**TEXT SEGMENT**:

District 1 Girls Lacrosse: Rizzio springs into action to send Cougars to final
CONCORD – Gabby Rizzio crouched in her defensive stance like a caged tiger.
Two and a half minutes remained in regulation, the District 1 Class 3A girls lacrosse semifinal tied, and the ball in Garnet Valley’s hands after Erin Barnes controlled a draw. Rizzio, the Springfield senior midfield leader, was the reason it was tied, her latest sortie to the crease bringing the Cougars all the way back.
So as Rizzio barked out encouragement to the defenders behind her – maybe in the process drowning out the anxious ticking of the clock in her head. For two taut, tense minutes of suspended animation, Rizzio and her team waited for Garnet Valley to make its move, swaying and praying.
“It was absolutely terrifying, if I’m going to be honest,” Rizzio said. “I had to talk myself out of it. I’m usually down on myself a lot of times, but I knew, I trusted my defense, my goalie. I knew we could stop them, and I knew we were going to get the ball back.”

[Records taken from a collection]
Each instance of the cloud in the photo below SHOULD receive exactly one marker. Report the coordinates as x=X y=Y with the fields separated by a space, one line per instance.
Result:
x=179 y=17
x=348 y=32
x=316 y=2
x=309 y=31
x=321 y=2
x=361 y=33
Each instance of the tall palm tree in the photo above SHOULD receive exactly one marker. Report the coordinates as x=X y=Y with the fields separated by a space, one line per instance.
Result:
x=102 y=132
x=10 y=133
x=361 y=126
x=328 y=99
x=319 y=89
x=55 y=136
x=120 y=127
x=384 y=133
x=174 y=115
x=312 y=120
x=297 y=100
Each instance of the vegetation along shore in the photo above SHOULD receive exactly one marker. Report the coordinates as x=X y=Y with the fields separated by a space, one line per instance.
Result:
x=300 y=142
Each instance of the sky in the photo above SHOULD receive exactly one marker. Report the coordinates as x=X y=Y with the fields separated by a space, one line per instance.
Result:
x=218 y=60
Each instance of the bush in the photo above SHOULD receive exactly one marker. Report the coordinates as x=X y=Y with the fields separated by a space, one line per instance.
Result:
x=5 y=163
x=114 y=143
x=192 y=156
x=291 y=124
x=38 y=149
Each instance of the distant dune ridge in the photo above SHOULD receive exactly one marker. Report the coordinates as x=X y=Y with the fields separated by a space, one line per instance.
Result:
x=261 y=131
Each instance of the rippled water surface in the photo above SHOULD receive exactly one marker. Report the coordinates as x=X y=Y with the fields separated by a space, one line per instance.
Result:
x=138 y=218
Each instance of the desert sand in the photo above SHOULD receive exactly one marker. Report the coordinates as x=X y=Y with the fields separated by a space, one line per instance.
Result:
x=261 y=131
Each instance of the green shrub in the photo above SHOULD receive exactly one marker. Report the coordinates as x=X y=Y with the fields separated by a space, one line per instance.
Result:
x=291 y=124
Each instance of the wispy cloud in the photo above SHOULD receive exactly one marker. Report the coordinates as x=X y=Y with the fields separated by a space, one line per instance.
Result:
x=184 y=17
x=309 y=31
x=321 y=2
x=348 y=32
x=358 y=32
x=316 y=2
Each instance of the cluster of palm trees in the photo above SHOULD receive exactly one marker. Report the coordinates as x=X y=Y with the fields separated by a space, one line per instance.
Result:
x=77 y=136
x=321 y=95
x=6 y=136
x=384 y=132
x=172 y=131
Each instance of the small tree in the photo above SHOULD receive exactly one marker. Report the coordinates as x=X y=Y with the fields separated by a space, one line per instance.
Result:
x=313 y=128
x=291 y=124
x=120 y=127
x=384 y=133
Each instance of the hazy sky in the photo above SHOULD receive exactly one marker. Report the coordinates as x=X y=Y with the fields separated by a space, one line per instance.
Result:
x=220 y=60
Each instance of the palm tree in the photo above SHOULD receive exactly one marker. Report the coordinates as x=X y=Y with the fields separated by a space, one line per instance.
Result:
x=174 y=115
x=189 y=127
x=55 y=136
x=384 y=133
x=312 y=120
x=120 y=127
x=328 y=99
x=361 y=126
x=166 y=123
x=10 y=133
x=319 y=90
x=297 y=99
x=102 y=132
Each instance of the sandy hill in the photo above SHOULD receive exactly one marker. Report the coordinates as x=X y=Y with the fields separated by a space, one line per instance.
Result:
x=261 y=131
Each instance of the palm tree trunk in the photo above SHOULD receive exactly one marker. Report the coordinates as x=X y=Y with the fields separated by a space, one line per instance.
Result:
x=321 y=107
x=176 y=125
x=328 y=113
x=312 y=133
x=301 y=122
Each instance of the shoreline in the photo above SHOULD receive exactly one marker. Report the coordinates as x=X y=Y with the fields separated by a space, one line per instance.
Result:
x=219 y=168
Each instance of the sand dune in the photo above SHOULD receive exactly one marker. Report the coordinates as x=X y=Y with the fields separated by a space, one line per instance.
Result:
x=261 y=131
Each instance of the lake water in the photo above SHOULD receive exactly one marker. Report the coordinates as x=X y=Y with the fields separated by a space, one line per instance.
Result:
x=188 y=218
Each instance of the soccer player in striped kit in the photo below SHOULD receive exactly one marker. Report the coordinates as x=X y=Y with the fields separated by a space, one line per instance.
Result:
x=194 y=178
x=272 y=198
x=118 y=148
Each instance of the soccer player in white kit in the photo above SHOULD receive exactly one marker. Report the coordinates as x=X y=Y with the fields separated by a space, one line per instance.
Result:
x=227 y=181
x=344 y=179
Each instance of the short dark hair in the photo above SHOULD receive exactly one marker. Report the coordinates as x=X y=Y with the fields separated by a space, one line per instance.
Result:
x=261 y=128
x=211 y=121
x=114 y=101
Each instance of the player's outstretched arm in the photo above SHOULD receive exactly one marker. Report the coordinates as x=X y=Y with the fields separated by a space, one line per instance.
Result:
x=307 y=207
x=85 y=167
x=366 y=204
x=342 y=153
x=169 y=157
...
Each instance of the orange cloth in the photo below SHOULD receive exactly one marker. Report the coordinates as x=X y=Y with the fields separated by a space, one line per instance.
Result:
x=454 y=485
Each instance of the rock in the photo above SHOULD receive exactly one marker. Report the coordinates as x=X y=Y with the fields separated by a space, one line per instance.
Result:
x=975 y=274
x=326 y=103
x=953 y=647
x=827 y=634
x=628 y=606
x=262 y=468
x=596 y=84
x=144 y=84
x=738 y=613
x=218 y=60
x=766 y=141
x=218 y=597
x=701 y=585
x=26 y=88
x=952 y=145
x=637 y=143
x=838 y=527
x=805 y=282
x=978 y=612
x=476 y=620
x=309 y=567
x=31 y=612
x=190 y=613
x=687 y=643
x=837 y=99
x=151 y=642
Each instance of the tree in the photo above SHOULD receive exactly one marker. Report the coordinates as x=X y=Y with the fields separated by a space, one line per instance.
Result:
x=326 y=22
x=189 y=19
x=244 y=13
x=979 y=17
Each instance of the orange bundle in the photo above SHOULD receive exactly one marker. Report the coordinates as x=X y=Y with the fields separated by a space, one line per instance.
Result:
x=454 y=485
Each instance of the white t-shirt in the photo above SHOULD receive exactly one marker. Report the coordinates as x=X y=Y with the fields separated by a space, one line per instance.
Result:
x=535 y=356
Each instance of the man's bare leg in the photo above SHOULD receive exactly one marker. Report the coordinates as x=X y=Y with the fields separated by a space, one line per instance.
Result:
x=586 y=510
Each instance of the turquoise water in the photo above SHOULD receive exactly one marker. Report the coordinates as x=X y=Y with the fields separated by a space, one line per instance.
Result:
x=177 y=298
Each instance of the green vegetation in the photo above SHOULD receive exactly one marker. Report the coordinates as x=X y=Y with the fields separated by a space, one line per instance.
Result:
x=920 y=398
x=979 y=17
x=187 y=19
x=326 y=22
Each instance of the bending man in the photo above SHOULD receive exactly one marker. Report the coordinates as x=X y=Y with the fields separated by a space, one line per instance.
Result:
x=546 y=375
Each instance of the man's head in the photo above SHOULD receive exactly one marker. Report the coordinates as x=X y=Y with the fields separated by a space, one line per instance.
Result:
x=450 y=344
* * *
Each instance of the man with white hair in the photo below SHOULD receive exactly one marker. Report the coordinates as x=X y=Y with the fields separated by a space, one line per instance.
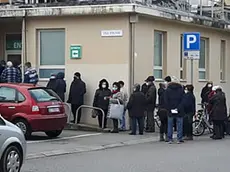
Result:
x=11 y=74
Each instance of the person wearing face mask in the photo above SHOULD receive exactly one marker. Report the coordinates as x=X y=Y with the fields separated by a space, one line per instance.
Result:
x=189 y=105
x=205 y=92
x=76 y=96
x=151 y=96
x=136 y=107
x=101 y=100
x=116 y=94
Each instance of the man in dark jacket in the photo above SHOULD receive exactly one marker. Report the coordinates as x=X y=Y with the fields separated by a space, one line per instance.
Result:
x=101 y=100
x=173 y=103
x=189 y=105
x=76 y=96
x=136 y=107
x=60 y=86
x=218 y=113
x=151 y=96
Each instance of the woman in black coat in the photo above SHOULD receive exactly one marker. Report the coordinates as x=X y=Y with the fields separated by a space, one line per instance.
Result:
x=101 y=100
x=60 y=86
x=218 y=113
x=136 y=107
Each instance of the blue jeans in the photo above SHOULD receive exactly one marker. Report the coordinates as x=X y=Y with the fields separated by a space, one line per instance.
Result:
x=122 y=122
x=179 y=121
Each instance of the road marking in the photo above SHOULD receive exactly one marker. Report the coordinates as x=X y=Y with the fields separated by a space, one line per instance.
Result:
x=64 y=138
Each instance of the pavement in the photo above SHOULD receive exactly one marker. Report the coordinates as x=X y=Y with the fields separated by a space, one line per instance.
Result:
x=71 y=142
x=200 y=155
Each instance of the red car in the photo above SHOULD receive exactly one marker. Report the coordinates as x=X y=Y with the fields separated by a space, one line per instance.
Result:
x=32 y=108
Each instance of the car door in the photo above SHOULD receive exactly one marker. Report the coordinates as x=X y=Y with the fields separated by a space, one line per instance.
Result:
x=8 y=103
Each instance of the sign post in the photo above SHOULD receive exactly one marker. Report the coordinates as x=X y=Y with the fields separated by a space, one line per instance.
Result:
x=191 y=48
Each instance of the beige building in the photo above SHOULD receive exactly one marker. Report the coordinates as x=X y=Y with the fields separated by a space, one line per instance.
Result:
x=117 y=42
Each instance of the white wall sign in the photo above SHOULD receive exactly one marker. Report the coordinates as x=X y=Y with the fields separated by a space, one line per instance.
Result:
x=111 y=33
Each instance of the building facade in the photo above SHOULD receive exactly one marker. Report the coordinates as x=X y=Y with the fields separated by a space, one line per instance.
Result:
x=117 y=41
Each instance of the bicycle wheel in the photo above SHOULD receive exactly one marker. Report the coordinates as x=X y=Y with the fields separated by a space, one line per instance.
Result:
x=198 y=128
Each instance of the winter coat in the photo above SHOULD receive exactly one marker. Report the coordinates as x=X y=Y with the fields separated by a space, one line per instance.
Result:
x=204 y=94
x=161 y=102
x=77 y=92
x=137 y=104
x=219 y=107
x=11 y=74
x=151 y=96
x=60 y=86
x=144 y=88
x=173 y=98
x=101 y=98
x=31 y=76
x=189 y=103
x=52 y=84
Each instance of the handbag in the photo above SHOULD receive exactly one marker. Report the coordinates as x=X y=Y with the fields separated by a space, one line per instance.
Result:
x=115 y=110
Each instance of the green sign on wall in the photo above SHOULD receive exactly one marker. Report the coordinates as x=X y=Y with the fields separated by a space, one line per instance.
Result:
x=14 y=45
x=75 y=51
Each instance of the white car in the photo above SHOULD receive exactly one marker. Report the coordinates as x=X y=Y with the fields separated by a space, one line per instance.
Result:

**EXERCISE A**:
According to the lacrosse article, who controlled the draw that put the ball in Garnet Valley's hands with two and a half minutes left in regulation?
**EXERCISE B**:
Write out the passage of the lacrosse article between "So as Rizzio" and "swaying and praying.", inclusive.

**TASK OUTPUT A**:
Erin Barnes

**TASK OUTPUT B**:
So as Rizzio barked out encouragement to the defenders behind her – maybe in the process drowning out the anxious ticking of the clock in her head. For two taut, tense minutes of suspended animation, Rizzio and her team waited for Garnet Valley to make its move, swaying and praying.